(Arbeitsaufträge):
#1 Wie lautet der Satz „Müllers sind Schweizer“ laut dem Lerntext nach den feministischen Gebräuchen, wenn Müllers noch eine Tochter haben?
#2 Erklären Sie mithilfe des Lerntextes, warum sich der Satz „Frauen sind die vernünftigeren Autofahrer“ unter der neuen Sprachnorm nicht sinnvoll ausdrücken lässt.

(Lerntext):

■ ■ ■ ■

Kaum mehr lösbare Probleme ergeben sich bei Koppelung zweier Funktionen: Arbeitervertreter, Lehrerberater, Patientenbetreuer. Der Satz "Ein künftiger Lehrerberater sollte zuvor auch ein bewährter Schülerbetreuer gewesen sein" lautet neu: "Ein künftiger Lehrer- bzw. Lehrerinnenbetreuer bzw. eine künftige Lehrer- bzw. Lehrerinnenbetreuerin sollte zuvor auch ein bewährter Schüler- bzw. Schülerinnenberater bzw. auch eine bewährte Schüler- bzw. Schülerinnenberaterin gewesen sein."

Zu diesen künstlich erzeugten Umständlichkeiten gesellt sich der wohl tiefgreifendste Nachteil sprachfeministischer Ansprüche, nämlich die Unmöglichkeit, gewisse Zusammenhänge logisch korrekt auszudrücken. Der Verlust der beide Geschlechter umfassenden Oberbegriffe verhindert grundsätzlich Aussagen, in denen ein Bezug des einen Geschlechts zum Ganzen, zum geschlechtlich nicht Definierten - mathematisch formuliert: ein Verhältnis einer Teilmenge zur Gesamtmenge - zum Ausdruck gebracht werden soll. In der Feststellung eines Psychiaters, er sei überrascht, "dass der Amokläufer eine Frau war", kann "Amokläufer" weder durch "Amokläuferin" ersetzt werden, obwohl es sich um eine Frau handelte, noch darf der nach feministischem Verständnis männlich zu deutende Ausdruck "Amokläufer" als männlich verstanden werden. Oder: Der Satz "Frauen sind die vernünftigeren Autofahrer" hat keinen Sinn, wenn man – wie in einer Broschüre mit dem vielsagenden Titel ‘Übung macht die Meisterin’ verlangt – "Autofahrerin" schreibt; er ist aber auch sinnlos, wenn "Autofahrer" bloss noch als biologisch männlich gelten soll. Ebenso steht es mit der oft aufgestellten Behauptung: "Frau Dreifuss ist die hundertste Bundesrätin." Schön wär’s, mag da manche denken. Auch können Gruppen oder Vertreter von Gruppen, in welchen beide Geschlechter vertreten sein können, aber nicht müssen, kann kaum mehr logisch korrekt zu einander in Beziehung gesetzt werden. Der simple Satz "Müllers sind Schweizer" lautet nun: "Müllers sind Schweizer und Schweizerin." Und nach den feministischen Gebräuchen müsste man sich selbst dann dieser Formulierung bedienen, wenn man gar nicht weiss, ob es bei Müllers überhaupt eine Frau gibt. Haben sie aber noch eine Tochter, heisst es dann "Müllers sind Schweizer und Schweizerinnen." Völlig am Anschlag ist ein Friedensrichter, der ein streitendes Paar ermahnen sollte: "Als Eheleute seid ihr nicht Gegner, sondern Partner, ja Freunde!" Auch Sätze wie "Auf fünf Schweizer trifft es einen Ausländer" oder "Die Eltern sind die ersten Erzieher der Kinder" sind unter dem Anspruch der neuen Sprachnorm unstatthaft, obwohl sie eigentlich wahr sind.

■ ■ ■ ■

(Datenliste):
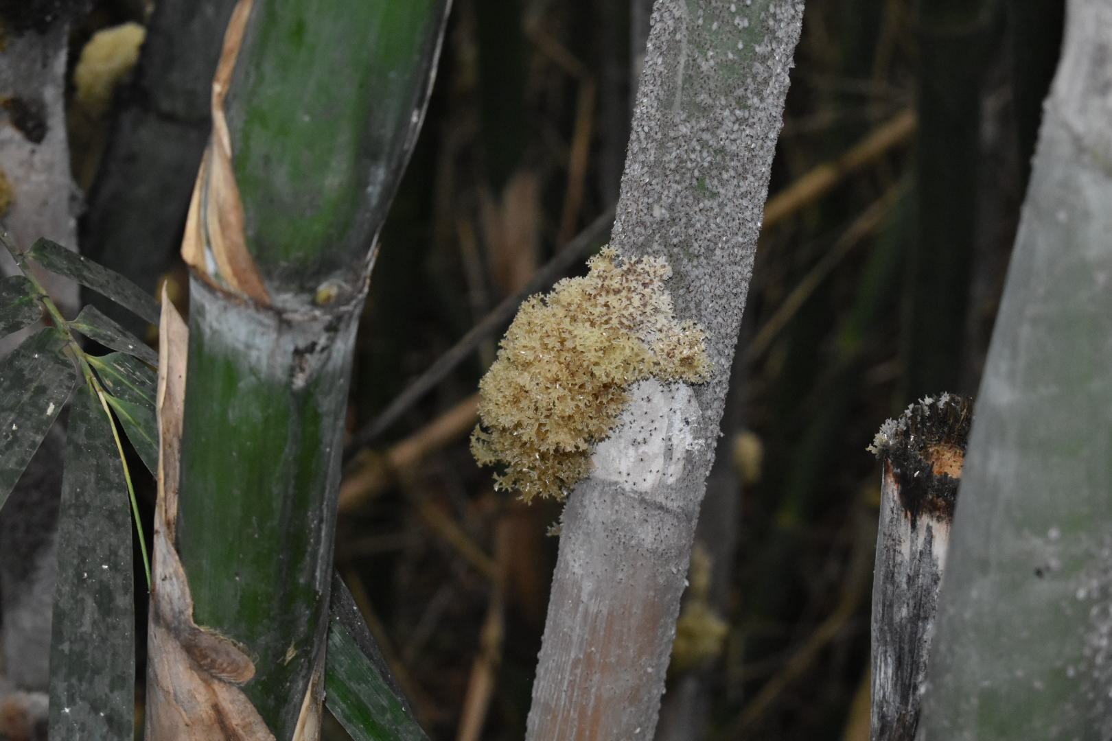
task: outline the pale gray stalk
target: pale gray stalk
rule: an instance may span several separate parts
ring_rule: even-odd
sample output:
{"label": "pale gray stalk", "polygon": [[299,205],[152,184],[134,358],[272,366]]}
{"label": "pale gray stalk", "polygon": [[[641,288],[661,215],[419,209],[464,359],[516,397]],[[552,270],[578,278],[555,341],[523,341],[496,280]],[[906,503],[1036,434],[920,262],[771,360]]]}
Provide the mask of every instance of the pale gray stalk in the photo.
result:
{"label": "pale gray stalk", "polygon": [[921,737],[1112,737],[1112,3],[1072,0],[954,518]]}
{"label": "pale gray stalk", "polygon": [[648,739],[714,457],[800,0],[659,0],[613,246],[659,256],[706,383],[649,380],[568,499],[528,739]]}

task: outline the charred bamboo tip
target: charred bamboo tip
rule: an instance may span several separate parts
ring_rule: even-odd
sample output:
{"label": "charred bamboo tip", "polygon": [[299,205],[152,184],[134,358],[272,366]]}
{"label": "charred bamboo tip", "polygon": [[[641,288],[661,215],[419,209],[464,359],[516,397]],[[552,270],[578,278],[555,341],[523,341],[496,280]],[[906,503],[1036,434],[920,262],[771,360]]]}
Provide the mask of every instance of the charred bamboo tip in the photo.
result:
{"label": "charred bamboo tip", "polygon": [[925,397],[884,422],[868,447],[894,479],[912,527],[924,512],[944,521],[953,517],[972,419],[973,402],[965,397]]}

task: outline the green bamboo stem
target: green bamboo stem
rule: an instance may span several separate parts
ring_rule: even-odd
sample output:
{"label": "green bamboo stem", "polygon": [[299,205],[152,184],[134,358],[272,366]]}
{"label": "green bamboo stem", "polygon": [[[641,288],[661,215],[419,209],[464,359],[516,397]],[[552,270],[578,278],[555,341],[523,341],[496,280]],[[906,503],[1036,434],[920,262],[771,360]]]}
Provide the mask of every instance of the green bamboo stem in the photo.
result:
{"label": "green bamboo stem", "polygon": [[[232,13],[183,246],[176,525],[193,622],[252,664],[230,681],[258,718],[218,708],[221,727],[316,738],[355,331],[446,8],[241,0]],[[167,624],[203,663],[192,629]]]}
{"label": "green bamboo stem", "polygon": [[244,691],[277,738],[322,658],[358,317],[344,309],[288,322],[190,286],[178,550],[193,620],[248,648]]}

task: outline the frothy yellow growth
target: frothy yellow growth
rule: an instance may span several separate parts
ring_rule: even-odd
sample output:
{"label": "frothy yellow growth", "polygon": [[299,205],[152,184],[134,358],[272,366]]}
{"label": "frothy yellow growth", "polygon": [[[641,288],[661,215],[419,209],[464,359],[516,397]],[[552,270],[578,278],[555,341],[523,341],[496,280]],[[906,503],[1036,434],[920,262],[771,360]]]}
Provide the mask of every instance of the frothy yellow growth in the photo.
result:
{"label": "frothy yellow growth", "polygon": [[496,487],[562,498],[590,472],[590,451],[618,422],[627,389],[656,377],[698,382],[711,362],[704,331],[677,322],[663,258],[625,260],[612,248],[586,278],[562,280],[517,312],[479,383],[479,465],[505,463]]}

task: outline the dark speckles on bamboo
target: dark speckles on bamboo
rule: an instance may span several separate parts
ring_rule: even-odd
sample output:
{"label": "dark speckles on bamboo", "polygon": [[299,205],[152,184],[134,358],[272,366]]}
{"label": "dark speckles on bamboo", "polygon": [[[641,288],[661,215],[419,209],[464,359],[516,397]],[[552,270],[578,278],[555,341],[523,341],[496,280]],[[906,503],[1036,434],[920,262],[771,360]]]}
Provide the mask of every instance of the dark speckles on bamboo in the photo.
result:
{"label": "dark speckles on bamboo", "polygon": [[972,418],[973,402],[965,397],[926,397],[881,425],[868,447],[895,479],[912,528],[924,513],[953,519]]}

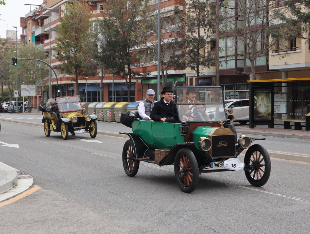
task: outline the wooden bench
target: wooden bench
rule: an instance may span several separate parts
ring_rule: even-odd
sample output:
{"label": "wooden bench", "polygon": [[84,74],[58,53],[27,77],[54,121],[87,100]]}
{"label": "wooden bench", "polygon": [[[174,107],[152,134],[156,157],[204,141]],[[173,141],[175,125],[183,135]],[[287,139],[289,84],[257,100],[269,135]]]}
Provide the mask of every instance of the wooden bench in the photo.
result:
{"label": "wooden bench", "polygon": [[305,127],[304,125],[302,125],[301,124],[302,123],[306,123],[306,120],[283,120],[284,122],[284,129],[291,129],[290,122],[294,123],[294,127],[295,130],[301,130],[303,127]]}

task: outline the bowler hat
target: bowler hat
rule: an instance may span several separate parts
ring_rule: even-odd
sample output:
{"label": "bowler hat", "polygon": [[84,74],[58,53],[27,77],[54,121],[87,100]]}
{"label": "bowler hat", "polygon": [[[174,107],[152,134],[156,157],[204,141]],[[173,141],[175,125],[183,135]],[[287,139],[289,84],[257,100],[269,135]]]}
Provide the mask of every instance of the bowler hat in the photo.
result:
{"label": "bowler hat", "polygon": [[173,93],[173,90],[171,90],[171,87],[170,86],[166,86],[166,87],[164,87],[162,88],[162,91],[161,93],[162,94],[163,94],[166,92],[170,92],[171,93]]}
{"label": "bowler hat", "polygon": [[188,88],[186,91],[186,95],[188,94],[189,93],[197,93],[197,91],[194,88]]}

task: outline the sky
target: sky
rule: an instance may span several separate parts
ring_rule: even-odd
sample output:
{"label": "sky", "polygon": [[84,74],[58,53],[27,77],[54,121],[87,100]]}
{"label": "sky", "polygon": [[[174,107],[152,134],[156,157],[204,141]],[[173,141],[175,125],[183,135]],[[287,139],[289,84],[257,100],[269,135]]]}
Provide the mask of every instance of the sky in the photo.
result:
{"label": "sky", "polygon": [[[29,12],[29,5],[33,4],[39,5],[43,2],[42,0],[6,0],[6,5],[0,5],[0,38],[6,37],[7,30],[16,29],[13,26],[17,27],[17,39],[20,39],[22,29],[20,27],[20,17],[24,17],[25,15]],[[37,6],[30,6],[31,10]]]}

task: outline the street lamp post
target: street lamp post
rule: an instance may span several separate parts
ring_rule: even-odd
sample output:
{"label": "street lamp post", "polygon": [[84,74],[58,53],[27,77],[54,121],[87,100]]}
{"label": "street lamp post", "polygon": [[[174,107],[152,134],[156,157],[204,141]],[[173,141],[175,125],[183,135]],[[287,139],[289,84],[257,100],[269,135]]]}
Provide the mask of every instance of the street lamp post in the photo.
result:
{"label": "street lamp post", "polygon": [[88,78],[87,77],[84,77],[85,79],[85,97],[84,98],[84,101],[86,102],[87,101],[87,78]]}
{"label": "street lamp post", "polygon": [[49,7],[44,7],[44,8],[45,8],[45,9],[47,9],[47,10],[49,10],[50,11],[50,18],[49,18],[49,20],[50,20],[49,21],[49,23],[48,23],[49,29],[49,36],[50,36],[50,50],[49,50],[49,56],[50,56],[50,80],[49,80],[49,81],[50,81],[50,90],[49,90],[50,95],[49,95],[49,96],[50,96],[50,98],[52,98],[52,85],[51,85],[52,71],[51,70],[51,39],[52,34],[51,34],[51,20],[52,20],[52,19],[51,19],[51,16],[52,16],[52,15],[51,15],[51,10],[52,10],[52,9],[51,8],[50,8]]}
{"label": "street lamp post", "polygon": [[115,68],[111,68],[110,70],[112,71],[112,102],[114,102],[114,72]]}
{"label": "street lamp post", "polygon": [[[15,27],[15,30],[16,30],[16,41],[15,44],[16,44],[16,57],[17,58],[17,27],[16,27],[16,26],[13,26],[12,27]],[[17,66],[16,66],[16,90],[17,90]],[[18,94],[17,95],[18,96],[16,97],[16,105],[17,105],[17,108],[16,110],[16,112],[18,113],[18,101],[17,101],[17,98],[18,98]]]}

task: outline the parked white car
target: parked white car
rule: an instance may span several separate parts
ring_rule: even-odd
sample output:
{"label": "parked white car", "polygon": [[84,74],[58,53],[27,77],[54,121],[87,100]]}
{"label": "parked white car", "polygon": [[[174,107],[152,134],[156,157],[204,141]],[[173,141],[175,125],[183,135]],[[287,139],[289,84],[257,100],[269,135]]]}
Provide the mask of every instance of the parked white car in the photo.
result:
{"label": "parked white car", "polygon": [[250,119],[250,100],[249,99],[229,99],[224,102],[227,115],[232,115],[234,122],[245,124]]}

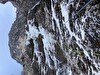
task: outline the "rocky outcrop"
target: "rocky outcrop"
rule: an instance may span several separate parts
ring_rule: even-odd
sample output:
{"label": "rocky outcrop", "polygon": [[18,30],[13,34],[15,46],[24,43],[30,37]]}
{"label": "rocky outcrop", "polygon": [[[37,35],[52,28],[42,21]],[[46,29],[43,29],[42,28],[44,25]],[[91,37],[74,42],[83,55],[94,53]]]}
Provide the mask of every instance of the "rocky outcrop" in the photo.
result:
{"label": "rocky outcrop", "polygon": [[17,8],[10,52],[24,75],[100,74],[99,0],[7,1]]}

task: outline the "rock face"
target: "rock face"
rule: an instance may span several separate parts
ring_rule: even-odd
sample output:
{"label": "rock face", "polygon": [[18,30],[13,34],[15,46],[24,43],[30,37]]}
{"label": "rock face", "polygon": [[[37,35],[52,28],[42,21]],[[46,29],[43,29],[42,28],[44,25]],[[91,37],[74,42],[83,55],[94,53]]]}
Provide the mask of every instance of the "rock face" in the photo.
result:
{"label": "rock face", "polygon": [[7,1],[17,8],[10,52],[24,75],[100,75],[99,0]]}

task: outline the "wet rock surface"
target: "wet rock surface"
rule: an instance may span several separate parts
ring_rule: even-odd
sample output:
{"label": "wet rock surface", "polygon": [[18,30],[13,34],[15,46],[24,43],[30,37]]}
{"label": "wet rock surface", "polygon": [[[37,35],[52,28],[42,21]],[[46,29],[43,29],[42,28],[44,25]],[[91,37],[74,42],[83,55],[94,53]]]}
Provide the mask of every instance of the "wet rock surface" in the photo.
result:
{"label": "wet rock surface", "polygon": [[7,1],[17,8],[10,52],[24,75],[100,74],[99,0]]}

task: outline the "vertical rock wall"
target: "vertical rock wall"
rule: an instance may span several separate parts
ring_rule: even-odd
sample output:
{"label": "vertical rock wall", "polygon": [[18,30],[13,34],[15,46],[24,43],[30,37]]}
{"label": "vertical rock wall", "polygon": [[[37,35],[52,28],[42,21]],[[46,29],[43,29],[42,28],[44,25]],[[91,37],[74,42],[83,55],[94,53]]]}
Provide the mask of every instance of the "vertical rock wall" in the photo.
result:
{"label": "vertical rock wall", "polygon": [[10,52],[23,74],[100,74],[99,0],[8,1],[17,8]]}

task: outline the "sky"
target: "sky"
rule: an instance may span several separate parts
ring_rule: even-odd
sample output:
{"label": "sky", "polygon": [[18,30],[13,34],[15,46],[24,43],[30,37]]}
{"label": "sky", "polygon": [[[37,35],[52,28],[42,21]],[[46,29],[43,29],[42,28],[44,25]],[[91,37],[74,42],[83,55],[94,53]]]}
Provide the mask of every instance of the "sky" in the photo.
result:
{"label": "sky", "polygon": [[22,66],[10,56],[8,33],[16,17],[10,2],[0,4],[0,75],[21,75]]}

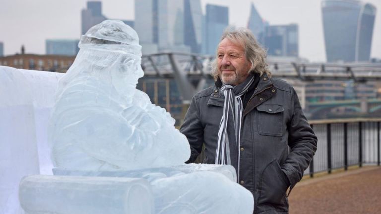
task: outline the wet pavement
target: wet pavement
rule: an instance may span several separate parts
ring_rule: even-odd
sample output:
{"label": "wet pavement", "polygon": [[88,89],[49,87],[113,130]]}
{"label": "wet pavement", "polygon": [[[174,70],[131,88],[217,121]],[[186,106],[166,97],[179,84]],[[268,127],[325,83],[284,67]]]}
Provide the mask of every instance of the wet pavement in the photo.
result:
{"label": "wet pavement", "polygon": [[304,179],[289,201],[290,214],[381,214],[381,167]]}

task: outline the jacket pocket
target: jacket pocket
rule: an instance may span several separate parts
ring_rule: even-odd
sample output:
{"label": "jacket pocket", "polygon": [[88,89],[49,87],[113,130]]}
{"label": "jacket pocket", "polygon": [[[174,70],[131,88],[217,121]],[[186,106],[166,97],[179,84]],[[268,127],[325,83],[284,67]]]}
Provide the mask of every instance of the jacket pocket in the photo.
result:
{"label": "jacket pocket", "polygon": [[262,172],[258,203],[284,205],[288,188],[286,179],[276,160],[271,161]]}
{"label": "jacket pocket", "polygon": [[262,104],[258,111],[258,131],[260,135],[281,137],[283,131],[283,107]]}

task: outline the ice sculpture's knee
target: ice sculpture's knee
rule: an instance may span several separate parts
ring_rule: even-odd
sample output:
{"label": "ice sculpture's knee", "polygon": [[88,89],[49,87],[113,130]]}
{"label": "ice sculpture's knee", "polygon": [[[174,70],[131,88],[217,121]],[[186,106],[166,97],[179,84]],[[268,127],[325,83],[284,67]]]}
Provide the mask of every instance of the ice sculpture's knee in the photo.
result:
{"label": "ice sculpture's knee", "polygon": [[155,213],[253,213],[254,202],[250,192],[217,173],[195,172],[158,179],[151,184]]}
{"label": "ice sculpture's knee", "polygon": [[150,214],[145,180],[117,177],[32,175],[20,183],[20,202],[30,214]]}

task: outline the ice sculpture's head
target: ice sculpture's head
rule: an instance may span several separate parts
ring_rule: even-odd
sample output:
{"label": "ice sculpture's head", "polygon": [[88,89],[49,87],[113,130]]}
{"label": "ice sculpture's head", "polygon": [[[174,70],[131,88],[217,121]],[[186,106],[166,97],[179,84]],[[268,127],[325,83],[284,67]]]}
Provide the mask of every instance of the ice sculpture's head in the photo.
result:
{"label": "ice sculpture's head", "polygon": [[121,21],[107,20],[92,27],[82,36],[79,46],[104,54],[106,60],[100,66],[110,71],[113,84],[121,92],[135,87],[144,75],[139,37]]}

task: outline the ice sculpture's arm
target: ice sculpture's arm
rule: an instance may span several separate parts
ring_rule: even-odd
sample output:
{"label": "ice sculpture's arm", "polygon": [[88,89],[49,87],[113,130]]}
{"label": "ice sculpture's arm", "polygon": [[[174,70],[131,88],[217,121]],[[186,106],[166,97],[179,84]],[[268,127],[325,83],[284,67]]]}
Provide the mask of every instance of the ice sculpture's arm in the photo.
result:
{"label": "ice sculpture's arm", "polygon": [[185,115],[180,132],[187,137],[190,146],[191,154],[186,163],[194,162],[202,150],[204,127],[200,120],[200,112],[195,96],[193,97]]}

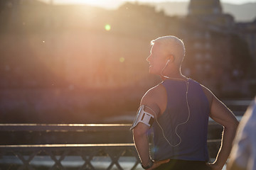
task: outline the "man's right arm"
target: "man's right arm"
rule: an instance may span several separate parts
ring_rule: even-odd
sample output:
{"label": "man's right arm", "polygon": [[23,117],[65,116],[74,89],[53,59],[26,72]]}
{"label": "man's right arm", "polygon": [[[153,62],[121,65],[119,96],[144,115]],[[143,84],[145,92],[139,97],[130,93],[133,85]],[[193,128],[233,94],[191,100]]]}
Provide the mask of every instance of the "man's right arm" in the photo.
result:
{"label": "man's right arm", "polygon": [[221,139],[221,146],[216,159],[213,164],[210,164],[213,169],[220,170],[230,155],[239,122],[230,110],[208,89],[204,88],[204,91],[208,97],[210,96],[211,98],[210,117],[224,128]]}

■ ■ ■ ■

(Lösungen):
#1 „Müllers sind Schweizer und Schweizerinnen.“

#2 Mit „Autofahrerin“ ergibt der Satz keinen Sinn, und er ist ebenso sinnlos, wenn „Autofahrer“ nur noch als biologisch männlich gelten soll. Ohne die beide Geschlechter umfassenden Oberbegriffe lässt sich nämlich kein Verhältnis einer Teilmenge zur Gesamtmenge mehr ausdrücken.